> **What is required**:
Once the pictures are removed, restate the data below word for word.
Start of Given information
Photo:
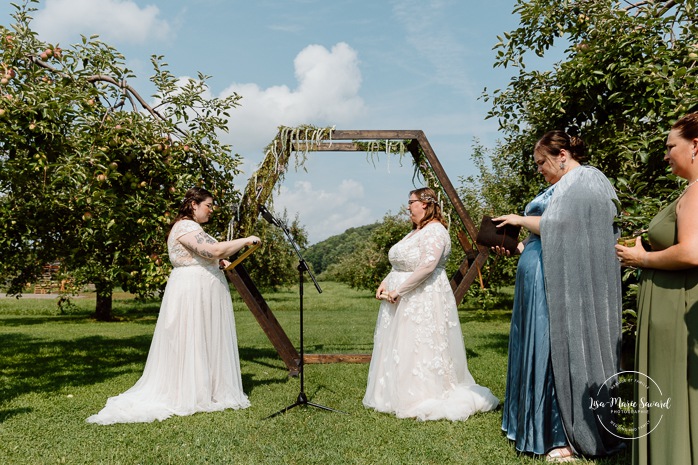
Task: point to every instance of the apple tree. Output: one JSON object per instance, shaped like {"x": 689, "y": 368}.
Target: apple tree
{"x": 91, "y": 174}
{"x": 628, "y": 71}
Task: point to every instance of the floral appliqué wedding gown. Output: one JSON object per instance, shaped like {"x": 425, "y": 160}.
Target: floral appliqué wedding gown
{"x": 419, "y": 367}
{"x": 193, "y": 363}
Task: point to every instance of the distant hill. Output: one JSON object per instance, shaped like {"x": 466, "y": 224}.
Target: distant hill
{"x": 332, "y": 249}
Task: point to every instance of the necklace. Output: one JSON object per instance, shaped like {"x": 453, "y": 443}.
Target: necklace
{"x": 686, "y": 188}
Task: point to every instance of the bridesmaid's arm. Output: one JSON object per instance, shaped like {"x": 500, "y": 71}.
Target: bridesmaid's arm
{"x": 203, "y": 245}
{"x": 680, "y": 256}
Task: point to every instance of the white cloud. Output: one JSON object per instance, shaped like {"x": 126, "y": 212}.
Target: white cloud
{"x": 327, "y": 94}
{"x": 324, "y": 213}
{"x": 121, "y": 21}
{"x": 427, "y": 33}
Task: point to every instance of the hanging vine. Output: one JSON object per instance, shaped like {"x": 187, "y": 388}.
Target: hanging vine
{"x": 289, "y": 142}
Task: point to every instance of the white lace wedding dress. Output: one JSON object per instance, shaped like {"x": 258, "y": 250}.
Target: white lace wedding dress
{"x": 193, "y": 364}
{"x": 419, "y": 367}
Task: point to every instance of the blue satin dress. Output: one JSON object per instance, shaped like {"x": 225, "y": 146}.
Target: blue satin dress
{"x": 531, "y": 416}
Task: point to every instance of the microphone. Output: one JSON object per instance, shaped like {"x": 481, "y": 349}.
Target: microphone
{"x": 267, "y": 216}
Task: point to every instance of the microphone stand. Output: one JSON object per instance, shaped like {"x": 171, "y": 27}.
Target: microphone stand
{"x": 302, "y": 399}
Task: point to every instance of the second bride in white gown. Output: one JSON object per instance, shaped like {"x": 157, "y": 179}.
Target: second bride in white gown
{"x": 193, "y": 364}
{"x": 419, "y": 368}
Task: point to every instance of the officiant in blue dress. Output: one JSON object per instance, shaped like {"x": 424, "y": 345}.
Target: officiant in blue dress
{"x": 564, "y": 340}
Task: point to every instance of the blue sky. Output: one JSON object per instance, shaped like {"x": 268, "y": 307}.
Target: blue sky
{"x": 352, "y": 64}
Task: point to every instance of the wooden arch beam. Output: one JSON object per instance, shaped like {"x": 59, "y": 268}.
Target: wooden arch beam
{"x": 416, "y": 142}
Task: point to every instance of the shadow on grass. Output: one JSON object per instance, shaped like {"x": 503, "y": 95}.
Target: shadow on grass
{"x": 495, "y": 342}
{"x": 42, "y": 319}
{"x": 484, "y": 316}
{"x": 43, "y": 366}
{"x": 9, "y": 413}
{"x": 33, "y": 365}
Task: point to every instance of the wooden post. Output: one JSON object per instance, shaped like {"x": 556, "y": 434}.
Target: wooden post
{"x": 266, "y": 319}
{"x": 417, "y": 143}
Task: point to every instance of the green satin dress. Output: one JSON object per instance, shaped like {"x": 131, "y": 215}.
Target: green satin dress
{"x": 667, "y": 353}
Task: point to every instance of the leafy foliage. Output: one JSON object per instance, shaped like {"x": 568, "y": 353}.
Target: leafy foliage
{"x": 275, "y": 264}
{"x": 325, "y": 253}
{"x": 366, "y": 267}
{"x": 629, "y": 71}
{"x": 90, "y": 174}
{"x": 491, "y": 192}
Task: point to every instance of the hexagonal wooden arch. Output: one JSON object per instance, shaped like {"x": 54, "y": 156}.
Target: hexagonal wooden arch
{"x": 425, "y": 159}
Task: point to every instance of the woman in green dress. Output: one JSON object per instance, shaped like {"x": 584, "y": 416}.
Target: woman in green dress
{"x": 667, "y": 327}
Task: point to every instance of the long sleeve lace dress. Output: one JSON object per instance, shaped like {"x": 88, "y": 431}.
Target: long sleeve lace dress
{"x": 193, "y": 363}
{"x": 419, "y": 367}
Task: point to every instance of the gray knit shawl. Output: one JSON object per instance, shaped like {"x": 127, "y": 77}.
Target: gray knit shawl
{"x": 582, "y": 282}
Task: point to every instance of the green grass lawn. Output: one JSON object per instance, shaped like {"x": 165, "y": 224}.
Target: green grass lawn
{"x": 56, "y": 369}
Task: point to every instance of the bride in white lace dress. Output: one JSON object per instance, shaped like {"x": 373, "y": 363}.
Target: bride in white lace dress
{"x": 419, "y": 368}
{"x": 193, "y": 364}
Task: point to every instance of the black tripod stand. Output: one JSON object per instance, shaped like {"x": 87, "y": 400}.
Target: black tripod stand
{"x": 302, "y": 268}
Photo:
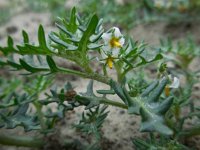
End of Given information
> **Final answer**:
Photo:
Task: point to every instance of the apple tree. Output: one JSON object per instance, shaped like {"x": 689, "y": 368}.
Target: apple tree
{"x": 91, "y": 174}
{"x": 628, "y": 71}
Task: point to every instance of the floral appliqué wedding gown. Output: one JSON object per instance, shaped like {"x": 425, "y": 160}.
Target: floral appliqué wedding gown
{"x": 419, "y": 367}
{"x": 193, "y": 363}
Task: point to every instance of the distant hill. Output: one JSON object per instance, shaped like {"x": 466, "y": 224}.
Target: distant hill
{"x": 332, "y": 249}
Task: point to every instance of the necklace. Output: one JSON object per instance, shaped like {"x": 453, "y": 443}.
Target: necklace
{"x": 686, "y": 188}
Task: point to every instance of the bridesmaid's arm. Output: one JSON object per instance, shaped like {"x": 500, "y": 71}.
Target: bridesmaid's arm
{"x": 203, "y": 245}
{"x": 680, "y": 256}
Task: point to every instance of the white cloud. Output: one JSON object per instance, shaped like {"x": 126, "y": 212}.
Target: white cloud
{"x": 327, "y": 94}
{"x": 324, "y": 213}
{"x": 121, "y": 21}
{"x": 427, "y": 33}
Task: point to every instance of the hanging vine. Output: one JSON object per instance, shaped like {"x": 187, "y": 388}.
Target: hanging vine
{"x": 289, "y": 142}
Task: point to every instance of the white lace wedding dress. Output: one JSON object per instance, shaped like {"x": 258, "y": 250}.
Target: white lace wedding dress
{"x": 193, "y": 364}
{"x": 419, "y": 367}
Task: point to every instance of the blue satin dress. Output: one JSON object per instance, shaped like {"x": 225, "y": 146}.
Target: blue satin dress
{"x": 531, "y": 416}
Task: point to every instance of the microphone. Output: one JSON object per instance, shaped like {"x": 481, "y": 349}.
Target: microphone
{"x": 267, "y": 216}
Task: point to every instance of the microphone stand. Output: one JSON object per instance, shaped like {"x": 171, "y": 27}.
Target: microphone stand
{"x": 302, "y": 399}
Task: point to every instance of the second bride in white gown. Output: one JSON object per instance, shaped like {"x": 157, "y": 179}.
Target: second bride in white gown
{"x": 193, "y": 364}
{"x": 419, "y": 368}
Task: point to every instance of the officiant in blue dress. Output: one JSON object per instance, shaped like {"x": 424, "y": 345}.
Target: officiant in blue dress
{"x": 564, "y": 340}
Task: point to every instance of the blue sky. Output: one JSON object per instance, shaped like {"x": 268, "y": 307}.
Target: blue sky
{"x": 352, "y": 64}
Task: point to every instance of the wooden arch beam. Output: one JSON object per instance, shaped like {"x": 59, "y": 268}.
Target: wooden arch beam
{"x": 416, "y": 142}
Task: point to every instance of the shadow on grass. Output: one JSON object per instance, shaped like {"x": 503, "y": 95}.
Target: shadow on grass
{"x": 495, "y": 342}
{"x": 42, "y": 319}
{"x": 484, "y": 316}
{"x": 43, "y": 366}
{"x": 9, "y": 413}
{"x": 33, "y": 365}
Task: point to every instance of the wooden post. Output: one JSON object per instance, shaped like {"x": 556, "y": 434}.
Target: wooden post
{"x": 266, "y": 319}
{"x": 417, "y": 143}
Task: point to every instance of the green satin dress. Output: one JSON object per instance, shaped like {"x": 131, "y": 215}.
Target: green satin dress
{"x": 667, "y": 353}
Task: point to every instance of the leafy foliage. Output: one JSON object per instance, shaped like {"x": 568, "y": 353}.
Target: leafy foliage
{"x": 275, "y": 264}
{"x": 325, "y": 253}
{"x": 366, "y": 267}
{"x": 629, "y": 71}
{"x": 90, "y": 174}
{"x": 491, "y": 192}
Task: point to every instance of the hexagonal wooden arch. Output: one JSON object per instance, shaped like {"x": 54, "y": 156}.
Target: hexagonal wooden arch
{"x": 425, "y": 159}
Task: point to every instance of the woman in green dress. Output: one JSON object per instance, shaped like {"x": 584, "y": 416}.
Target: woman in green dress
{"x": 667, "y": 327}
Task: point to every instance of the long sleeve lace dress. Output: one JSON object per instance, shaped like {"x": 88, "y": 431}.
Target: long sleeve lace dress
{"x": 193, "y": 363}
{"x": 419, "y": 367}
Task: point to every instance of the gray knit shawl. Output: one JSON object per instance, shaped like {"x": 127, "y": 77}.
Target: gray knit shawl
{"x": 582, "y": 282}
Task: point to every instance of the green grass lawn. Output: one JSON object per instance, shaped like {"x": 165, "y": 224}.
Target: green grass lawn
{"x": 56, "y": 369}
Task: point to every instance of the bride in white lace dress. Output: one JSON object per instance, shaped like {"x": 373, "y": 363}.
Target: bride in white lace dress
{"x": 419, "y": 368}
{"x": 193, "y": 364}
Task: point to every instance of the black tripod stand. Output: one JSON object per instance, shaped like {"x": 87, "y": 400}.
Target: black tripod stand
{"x": 302, "y": 268}
Photo:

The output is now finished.